──────── MATERIAL SUPPLIED

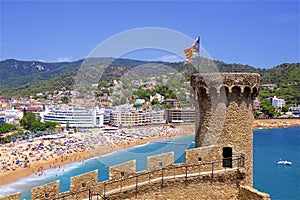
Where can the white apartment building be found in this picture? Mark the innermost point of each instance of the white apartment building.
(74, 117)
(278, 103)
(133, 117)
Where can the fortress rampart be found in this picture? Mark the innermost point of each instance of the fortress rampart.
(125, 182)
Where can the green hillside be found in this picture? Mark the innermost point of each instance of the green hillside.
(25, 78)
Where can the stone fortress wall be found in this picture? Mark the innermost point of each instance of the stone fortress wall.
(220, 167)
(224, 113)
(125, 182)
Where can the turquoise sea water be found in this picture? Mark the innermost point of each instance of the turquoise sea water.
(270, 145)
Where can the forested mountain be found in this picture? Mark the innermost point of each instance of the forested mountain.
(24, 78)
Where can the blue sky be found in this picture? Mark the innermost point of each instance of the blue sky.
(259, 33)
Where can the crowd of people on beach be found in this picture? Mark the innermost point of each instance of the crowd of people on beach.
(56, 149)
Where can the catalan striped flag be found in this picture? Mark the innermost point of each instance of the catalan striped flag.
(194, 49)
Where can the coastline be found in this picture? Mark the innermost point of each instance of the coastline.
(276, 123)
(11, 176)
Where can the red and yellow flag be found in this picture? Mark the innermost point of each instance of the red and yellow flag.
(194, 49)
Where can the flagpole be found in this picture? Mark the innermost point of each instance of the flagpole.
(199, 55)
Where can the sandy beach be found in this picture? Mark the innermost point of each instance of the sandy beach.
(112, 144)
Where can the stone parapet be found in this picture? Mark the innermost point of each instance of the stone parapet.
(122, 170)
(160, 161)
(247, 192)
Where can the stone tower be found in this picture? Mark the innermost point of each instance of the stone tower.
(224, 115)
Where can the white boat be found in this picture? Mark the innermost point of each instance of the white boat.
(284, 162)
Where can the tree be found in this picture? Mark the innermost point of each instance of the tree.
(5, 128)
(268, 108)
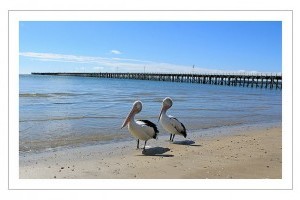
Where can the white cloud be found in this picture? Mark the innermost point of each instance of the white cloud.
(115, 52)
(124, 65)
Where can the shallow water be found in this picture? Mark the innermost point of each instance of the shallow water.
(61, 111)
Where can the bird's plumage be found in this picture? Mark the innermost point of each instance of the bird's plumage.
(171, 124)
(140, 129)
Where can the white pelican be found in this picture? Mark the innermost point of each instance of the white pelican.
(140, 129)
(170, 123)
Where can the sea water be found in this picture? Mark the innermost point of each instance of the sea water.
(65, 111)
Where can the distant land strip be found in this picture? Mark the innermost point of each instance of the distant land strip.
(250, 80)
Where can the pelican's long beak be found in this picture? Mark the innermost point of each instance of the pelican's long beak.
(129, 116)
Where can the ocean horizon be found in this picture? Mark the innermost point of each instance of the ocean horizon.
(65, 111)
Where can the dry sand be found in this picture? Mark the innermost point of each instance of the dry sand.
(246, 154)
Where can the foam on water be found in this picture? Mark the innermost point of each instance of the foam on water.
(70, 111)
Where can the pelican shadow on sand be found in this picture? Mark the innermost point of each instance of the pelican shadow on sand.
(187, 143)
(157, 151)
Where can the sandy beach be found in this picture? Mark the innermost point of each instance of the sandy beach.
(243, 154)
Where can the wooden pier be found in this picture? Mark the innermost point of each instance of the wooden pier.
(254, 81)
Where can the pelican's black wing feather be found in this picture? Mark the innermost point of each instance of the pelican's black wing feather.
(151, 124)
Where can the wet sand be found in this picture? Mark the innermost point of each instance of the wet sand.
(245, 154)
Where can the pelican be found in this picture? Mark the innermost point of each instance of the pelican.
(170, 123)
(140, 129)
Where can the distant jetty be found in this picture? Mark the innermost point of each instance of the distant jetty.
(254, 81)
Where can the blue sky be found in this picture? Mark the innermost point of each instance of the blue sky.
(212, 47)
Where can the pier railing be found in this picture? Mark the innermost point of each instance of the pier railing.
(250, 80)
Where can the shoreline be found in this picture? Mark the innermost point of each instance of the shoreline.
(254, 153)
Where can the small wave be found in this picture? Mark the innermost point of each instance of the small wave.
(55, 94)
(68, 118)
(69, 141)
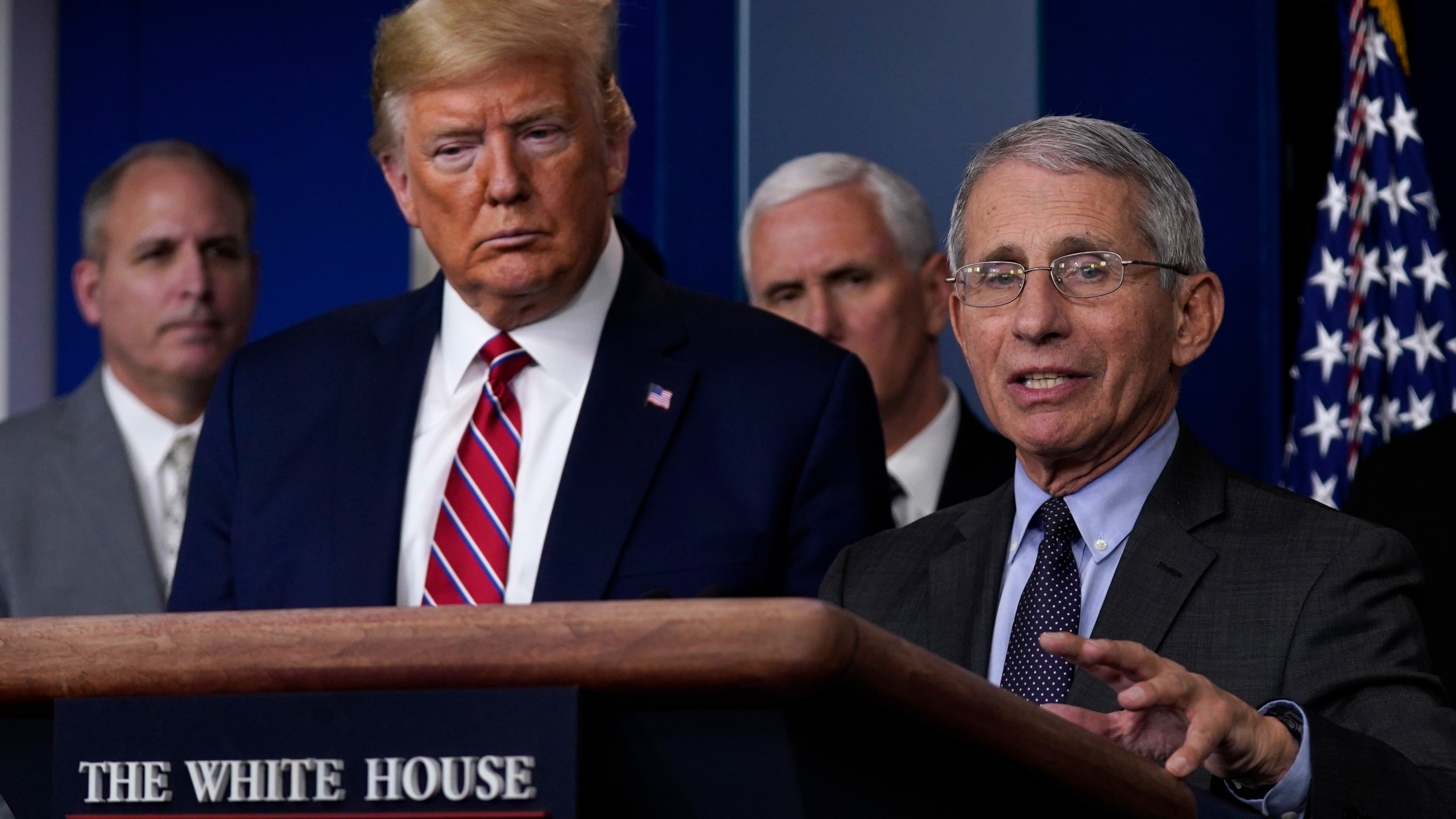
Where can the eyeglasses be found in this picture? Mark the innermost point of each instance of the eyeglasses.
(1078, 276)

────────────────

Reproduce every line of the entries above verbatim, omitting the pictures.

• **SOLVED PROBLEM**
Where can the white apartment building be found in this picture? Mark the innermost point of each instance of the white apartment building.
(74, 117)
(278, 103)
(133, 117)
Where can the fortress rampart be found in this picture? Mark the innermost point of each instance of the fortress rampart.
(125, 182)
Where can the green hillside be found in this picture? Mark the innermost point of each instance of the green hillside.
(25, 78)
Where can the stone fortress wall be found in this picture? Mark the innermost point of each instance of the stone fortress wall.
(220, 167)
(224, 113)
(125, 182)
Where can the turquoise sea water be found in this picture? Mark the innermost point of each instance of the turquoise sea water.
(270, 145)
Where can the forested mountain be found in this picture? Mark the innermost point of each instance of the forested mountain.
(24, 78)
Where can the blue sky be found in this picture? Mark the innermost point of each instance of the blue sky.
(259, 33)
Where can the crowd of people on beach be found in this picture? Mark the innermost point of each instance of the crowd of people on beach.
(56, 149)
Where can the catalan striped flag be found in this picture? Mark the innermost point of each instance of the catalan striped flag.
(194, 49)
Where can the coastline be found in this picture? Mark the innermost point of each instance of the coastline.
(276, 123)
(11, 176)
Where can the red and yellow flag be found in this picture? Mark the innermost point of each instance of the red and yellow flag.
(194, 49)
Where can the flagpole be found in this picture? Mark the innermost point of each instance of the flagpole.
(199, 55)
Where can the sandy beach be found in this picture? Mark the innermost point of each instance of the sandy beach.
(112, 144)
Where can the stone parapet be found in this picture? Mark the innermost point of each instance of the stone parapet.
(122, 170)
(160, 161)
(247, 192)
Where can the stone tower be found in this picture? Mark the innermost point of each instance of the stone tower.
(224, 115)
Where can the white boat be found in this picture? Mark the innermost point of each instance of the white boat.
(284, 162)
Where can the tree be found in this picture? Mark the innermost point of each instance of the tree.
(5, 128)
(268, 108)
Where can the white cloud be found in this picture? Mark the innermost point of each instance of the white cloud.
(115, 52)
(124, 65)
Where can the shallow water be found in this picture? Mark the innermost point of each instance of the shallow water.
(61, 111)
Where can the bird's plumage be found in this picture? Mark the innermost point of each instance of the bird's plumage.
(171, 124)
(140, 129)
Where can the white pelican be found in this picture? Mark the innermost point of each instance of the white pelican.
(140, 129)
(170, 123)
Where can the sea water be found in this picture? Mark the innermost point of each instance of the sea water.
(65, 111)
Where can the distant land strip be found in this picture? Mark the innermost point of each instance of the distant land strip.
(250, 80)
Where can the pelican's long beak be found in this picture? Mark the innermost point of each instance of the pelican's long beak.
(129, 116)
Where can the ocean horizon be found in this picture? Mark the innermost point of each instance of the ocean horizon.
(65, 111)
Where can the dry sand be found in this picture? Mark the innermost point of each instance of the dry sand.
(246, 154)
Where can the foam on water be found in this picture? Mark the innermost point of each instance of the foam on water.
(70, 111)
Where can the pelican shadow on sand be found in this picture? Mark the innermost point of each instance of the pelican shadow on sand.
(187, 143)
(157, 151)
Where can the sandy beach be found in this picture? Mark the innermost point of each instance of the sandy beach.
(243, 154)
Where can the wooden pier be found in this picture? Mark the innermost point of each instance of the wooden pier.
(254, 81)
Where can the pelican's black wing feather be found in this picture? Mark the innermost point of each instance of the pelican's black wing feather.
(151, 124)
Where can the wet sand be found in this picture? Mark the innermost point of each instance of the wet sand.
(245, 154)
Where can the pelican be found in this picture? Mark the innermost point of each instance of the pelican.
(170, 123)
(140, 129)
Where can the distant jetty be found in this picture? Mark the innermost point of each instance of the distant jetty.
(254, 81)
Where can the blue sky be found in this picture? Mark the innermost point of each instance of the blue sky.
(212, 47)
Where can the pier railing be found in this picture? Mark the innermost point of each instance of the pier railing.
(250, 80)
Where can the shoreline be found in this picture? Mark the innermost point of each instance of the shoreline.
(254, 153)
Where can the small wave be found in this picture? Mark the innermost point of each instance of the small wave.
(55, 94)
(68, 118)
(69, 141)
Where can the eyeglasses be found in this picture? Mark the innermost point of each instance of the eyeglasses.
(1078, 276)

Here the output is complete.